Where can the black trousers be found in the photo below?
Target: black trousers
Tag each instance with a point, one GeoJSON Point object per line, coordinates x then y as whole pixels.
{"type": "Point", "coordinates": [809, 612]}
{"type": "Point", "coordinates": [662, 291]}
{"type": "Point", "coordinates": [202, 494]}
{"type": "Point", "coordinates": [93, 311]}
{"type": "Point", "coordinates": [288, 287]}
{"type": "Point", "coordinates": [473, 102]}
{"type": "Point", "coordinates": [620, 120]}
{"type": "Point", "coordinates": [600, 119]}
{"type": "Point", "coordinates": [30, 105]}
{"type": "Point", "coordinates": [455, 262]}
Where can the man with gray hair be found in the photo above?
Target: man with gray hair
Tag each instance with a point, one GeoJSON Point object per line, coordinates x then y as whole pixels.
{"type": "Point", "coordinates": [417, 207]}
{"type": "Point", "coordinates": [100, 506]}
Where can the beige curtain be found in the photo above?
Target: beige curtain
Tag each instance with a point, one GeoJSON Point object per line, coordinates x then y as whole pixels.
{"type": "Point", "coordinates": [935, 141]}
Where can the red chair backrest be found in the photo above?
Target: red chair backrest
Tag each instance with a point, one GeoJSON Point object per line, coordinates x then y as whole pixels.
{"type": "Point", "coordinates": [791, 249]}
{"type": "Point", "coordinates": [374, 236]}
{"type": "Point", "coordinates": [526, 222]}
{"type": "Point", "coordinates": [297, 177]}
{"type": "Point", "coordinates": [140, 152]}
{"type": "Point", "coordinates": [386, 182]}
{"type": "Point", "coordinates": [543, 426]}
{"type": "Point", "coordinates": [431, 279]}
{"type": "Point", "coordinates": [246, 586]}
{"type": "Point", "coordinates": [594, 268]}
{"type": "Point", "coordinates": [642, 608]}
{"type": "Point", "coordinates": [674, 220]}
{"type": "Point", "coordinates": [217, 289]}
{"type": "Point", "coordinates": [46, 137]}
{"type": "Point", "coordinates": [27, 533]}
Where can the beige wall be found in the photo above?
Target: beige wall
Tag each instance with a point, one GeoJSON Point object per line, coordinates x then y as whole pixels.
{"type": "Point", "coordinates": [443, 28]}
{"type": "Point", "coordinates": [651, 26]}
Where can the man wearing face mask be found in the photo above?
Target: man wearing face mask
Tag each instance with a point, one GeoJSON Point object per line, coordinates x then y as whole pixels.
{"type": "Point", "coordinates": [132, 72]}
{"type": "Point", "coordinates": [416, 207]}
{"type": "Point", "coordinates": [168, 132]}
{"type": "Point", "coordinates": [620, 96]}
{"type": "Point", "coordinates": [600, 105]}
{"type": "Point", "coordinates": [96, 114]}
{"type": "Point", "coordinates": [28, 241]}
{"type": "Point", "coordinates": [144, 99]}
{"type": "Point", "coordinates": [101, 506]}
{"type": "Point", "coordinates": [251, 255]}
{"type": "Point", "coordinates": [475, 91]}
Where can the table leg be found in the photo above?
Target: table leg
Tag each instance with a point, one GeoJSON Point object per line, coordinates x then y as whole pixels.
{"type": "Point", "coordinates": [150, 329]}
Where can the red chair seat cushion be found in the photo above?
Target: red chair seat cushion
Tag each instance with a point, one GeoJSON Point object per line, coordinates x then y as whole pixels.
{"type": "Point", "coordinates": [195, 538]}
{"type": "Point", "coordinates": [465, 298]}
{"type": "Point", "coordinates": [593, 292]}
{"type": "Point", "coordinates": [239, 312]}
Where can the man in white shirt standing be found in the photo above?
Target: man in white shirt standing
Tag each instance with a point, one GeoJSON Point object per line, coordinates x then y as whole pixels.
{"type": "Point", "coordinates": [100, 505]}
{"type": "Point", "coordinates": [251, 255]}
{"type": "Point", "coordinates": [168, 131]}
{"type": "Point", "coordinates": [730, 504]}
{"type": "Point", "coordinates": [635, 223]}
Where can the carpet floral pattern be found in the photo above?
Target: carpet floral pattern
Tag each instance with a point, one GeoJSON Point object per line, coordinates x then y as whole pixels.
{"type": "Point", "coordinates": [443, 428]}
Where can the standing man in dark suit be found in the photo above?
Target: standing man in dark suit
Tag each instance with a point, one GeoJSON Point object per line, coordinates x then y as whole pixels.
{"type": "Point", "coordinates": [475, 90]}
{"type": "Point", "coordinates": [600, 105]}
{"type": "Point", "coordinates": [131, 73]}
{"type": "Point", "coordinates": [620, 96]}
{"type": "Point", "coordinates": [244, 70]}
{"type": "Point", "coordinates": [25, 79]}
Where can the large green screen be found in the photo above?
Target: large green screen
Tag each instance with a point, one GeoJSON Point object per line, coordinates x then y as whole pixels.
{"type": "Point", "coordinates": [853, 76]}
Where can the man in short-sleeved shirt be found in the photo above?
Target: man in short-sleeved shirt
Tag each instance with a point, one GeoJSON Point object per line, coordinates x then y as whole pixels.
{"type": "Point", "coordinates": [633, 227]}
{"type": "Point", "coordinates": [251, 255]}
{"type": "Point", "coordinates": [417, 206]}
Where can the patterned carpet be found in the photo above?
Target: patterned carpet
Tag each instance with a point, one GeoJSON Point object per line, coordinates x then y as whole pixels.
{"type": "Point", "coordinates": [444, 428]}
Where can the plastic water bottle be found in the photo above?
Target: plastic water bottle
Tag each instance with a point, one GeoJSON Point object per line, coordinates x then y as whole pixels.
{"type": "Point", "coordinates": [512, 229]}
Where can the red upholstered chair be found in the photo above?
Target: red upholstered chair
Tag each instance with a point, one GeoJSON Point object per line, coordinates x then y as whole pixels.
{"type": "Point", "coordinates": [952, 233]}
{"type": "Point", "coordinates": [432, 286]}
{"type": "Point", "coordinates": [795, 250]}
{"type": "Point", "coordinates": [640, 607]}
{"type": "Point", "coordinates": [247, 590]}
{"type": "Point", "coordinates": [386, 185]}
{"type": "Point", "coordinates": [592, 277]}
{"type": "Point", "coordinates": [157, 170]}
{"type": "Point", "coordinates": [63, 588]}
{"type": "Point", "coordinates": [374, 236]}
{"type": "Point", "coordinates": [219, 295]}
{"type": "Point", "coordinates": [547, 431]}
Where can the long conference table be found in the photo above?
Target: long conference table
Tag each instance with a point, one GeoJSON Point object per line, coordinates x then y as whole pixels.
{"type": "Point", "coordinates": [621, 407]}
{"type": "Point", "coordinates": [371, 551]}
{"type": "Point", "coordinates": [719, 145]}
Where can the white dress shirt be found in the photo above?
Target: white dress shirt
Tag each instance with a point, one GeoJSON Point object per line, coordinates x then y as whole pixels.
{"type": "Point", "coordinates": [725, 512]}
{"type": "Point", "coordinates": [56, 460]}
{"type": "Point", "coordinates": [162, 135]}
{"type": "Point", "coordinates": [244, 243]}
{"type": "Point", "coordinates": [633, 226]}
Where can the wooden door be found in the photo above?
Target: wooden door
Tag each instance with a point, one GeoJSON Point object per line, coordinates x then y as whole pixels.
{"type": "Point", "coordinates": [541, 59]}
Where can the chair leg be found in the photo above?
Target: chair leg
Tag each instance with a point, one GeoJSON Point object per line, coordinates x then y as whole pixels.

◇ ◇ ◇ ◇

Nothing should be left out: repeat all of the data exactly.

Written solution:
Where can the black trousers be found in the photo below?
Target: black trousers
Tag each instance with a point, one GeoJSON Point object per line, coordinates x then y as whole pixels.
{"type": "Point", "coordinates": [809, 612]}
{"type": "Point", "coordinates": [662, 291]}
{"type": "Point", "coordinates": [202, 494]}
{"type": "Point", "coordinates": [93, 311]}
{"type": "Point", "coordinates": [288, 287]}
{"type": "Point", "coordinates": [473, 102]}
{"type": "Point", "coordinates": [620, 120]}
{"type": "Point", "coordinates": [600, 119]}
{"type": "Point", "coordinates": [30, 105]}
{"type": "Point", "coordinates": [455, 262]}
Where can the man with gray hair be found in the photo above?
Target: man with gray hair
Tag each instance with a point, one GeoJSON Point object per line, coordinates x then y as whole pixels.
{"type": "Point", "coordinates": [417, 207]}
{"type": "Point", "coordinates": [100, 506]}
Where can the beige curtain be found in the photo above?
Target: beige curtain
Tag each instance with a point, one GeoJSON Point object per line, coordinates x then y as whole pixels.
{"type": "Point", "coordinates": [935, 141]}
Where can the red chair backrest be found in the photo above?
Target: red chair backrest
Tag each instance with a point, one GeoJSON Point object per line, coordinates x then y as whole pixels.
{"type": "Point", "coordinates": [791, 249]}
{"type": "Point", "coordinates": [374, 236]}
{"type": "Point", "coordinates": [526, 222]}
{"type": "Point", "coordinates": [297, 177]}
{"type": "Point", "coordinates": [140, 152]}
{"type": "Point", "coordinates": [386, 182]}
{"type": "Point", "coordinates": [543, 426]}
{"type": "Point", "coordinates": [431, 279]}
{"type": "Point", "coordinates": [246, 586]}
{"type": "Point", "coordinates": [594, 268]}
{"type": "Point", "coordinates": [642, 608]}
{"type": "Point", "coordinates": [674, 220]}
{"type": "Point", "coordinates": [217, 289]}
{"type": "Point", "coordinates": [46, 137]}
{"type": "Point", "coordinates": [27, 533]}
Where can the beige wall be found in the photo above?
Target: beige wall
Tag each instance with a point, one GeoJSON Point object per line, coordinates x then y as whole pixels.
{"type": "Point", "coordinates": [443, 28]}
{"type": "Point", "coordinates": [651, 26]}
Where can the man wearing face mask be found in the photo above?
Target: man wearing face mask
Tag each instance with a point, one GeoJSON Point object per line, coordinates x then y as whole pixels.
{"type": "Point", "coordinates": [132, 72]}
{"type": "Point", "coordinates": [416, 207]}
{"type": "Point", "coordinates": [168, 132]}
{"type": "Point", "coordinates": [620, 96]}
{"type": "Point", "coordinates": [600, 105]}
{"type": "Point", "coordinates": [96, 114]}
{"type": "Point", "coordinates": [28, 241]}
{"type": "Point", "coordinates": [144, 99]}
{"type": "Point", "coordinates": [101, 506]}
{"type": "Point", "coordinates": [251, 255]}
{"type": "Point", "coordinates": [475, 91]}
Where can the table leg be found in the photo above?
Target: table leg
Tag each instance with a point, one GeoJSON Point object per line, coordinates x then y as whole pixels.
{"type": "Point", "coordinates": [150, 329]}
Where can the red chair seat cushion be found in the photo above?
Target: red chair seat cushion
Tag each instance with a point, one GeoJSON Point object per line, coordinates x then y as whole pixels.
{"type": "Point", "coordinates": [195, 538]}
{"type": "Point", "coordinates": [465, 298]}
{"type": "Point", "coordinates": [593, 292]}
{"type": "Point", "coordinates": [239, 312]}
Where can the man in white shirt standing be found in the photo above?
Target: man in white shirt standing
Tag each instance with a point, one GeoJSON Point object per line, coordinates x then y as whole pixels.
{"type": "Point", "coordinates": [100, 505]}
{"type": "Point", "coordinates": [251, 255]}
{"type": "Point", "coordinates": [168, 131]}
{"type": "Point", "coordinates": [730, 504]}
{"type": "Point", "coordinates": [635, 223]}
Where can the carpet floral pattern be found in the photo above?
Target: carpet floral pattern
Tag each instance with a point, one GeoJSON Point object per line, coordinates x then y as whole pixels.
{"type": "Point", "coordinates": [443, 428]}
Where can the standing man in dark suit be found in the photo above?
Target: standing man in dark suit
Tag each instance with a point, one GeoJSON Point object per line, coordinates x then y as whole pixels.
{"type": "Point", "coordinates": [475, 90]}
{"type": "Point", "coordinates": [600, 105]}
{"type": "Point", "coordinates": [131, 73]}
{"type": "Point", "coordinates": [620, 96]}
{"type": "Point", "coordinates": [244, 70]}
{"type": "Point", "coordinates": [25, 79]}
Where can the large green screen be found in the photo above?
Target: large green screen
Tag each instance with a point, one GeoJSON Point object per line, coordinates x then y as whole pixels.
{"type": "Point", "coordinates": [853, 76]}
Where can the man in short-sleeved shirt be found in the photo above?
Target: man in short-sleeved shirt
Tag each instance with a point, one GeoJSON Point object per line, coordinates x then y as whole pixels.
{"type": "Point", "coordinates": [633, 227]}
{"type": "Point", "coordinates": [251, 255]}
{"type": "Point", "coordinates": [417, 206]}
Where can the patterned carpet be found in the photo above?
Target: patterned carpet
Tag each instance with a point, one GeoJSON Point object per line, coordinates x then y as whole pixels.
{"type": "Point", "coordinates": [444, 428]}
Where can the plastic water bottle be found in the photo above?
Target: plastic water bottle
Tag each instance with a point, one GeoJSON Point object per line, coordinates x then y as whole pixels.
{"type": "Point", "coordinates": [512, 229]}
Where can the red upholstered chair be found in the photo above?
Target: red upholstered chair
Tag each instance with a point, one GeoJSON Point object per line, coordinates x then y as whole pixels.
{"type": "Point", "coordinates": [952, 233]}
{"type": "Point", "coordinates": [432, 286]}
{"type": "Point", "coordinates": [795, 250]}
{"type": "Point", "coordinates": [640, 607]}
{"type": "Point", "coordinates": [247, 590]}
{"type": "Point", "coordinates": [386, 185]}
{"type": "Point", "coordinates": [592, 277]}
{"type": "Point", "coordinates": [157, 170]}
{"type": "Point", "coordinates": [63, 588]}
{"type": "Point", "coordinates": [374, 236]}
{"type": "Point", "coordinates": [219, 295]}
{"type": "Point", "coordinates": [547, 431]}
Where can the long conference table be found in the photo above?
Target: long conference table
Tag each instance with a point, one GeoJSON Point object per line, coordinates x then y as whole pixels.
{"type": "Point", "coordinates": [621, 407]}
{"type": "Point", "coordinates": [371, 551]}
{"type": "Point", "coordinates": [719, 145]}
Where can the white dress shirt be found in the photo above?
Target: white dress shirt
Tag each instance with a point, one GeoJSON Point object per line, coordinates x then y as whole pixels.
{"type": "Point", "coordinates": [725, 512]}
{"type": "Point", "coordinates": [56, 460]}
{"type": "Point", "coordinates": [162, 135]}
{"type": "Point", "coordinates": [244, 243]}
{"type": "Point", "coordinates": [633, 226]}
Where can the wooden door be found in the photo above?
Target: wooden door
Tag each instance with a point, one GeoJSON Point object per line, coordinates x then y as whole pixels.
{"type": "Point", "coordinates": [541, 59]}
Where can the chair leg be found in the photo above?
Target: chair leg
Tag each instance with a point, one GeoJSON Point object per line, coordinates x then y as whole pixels.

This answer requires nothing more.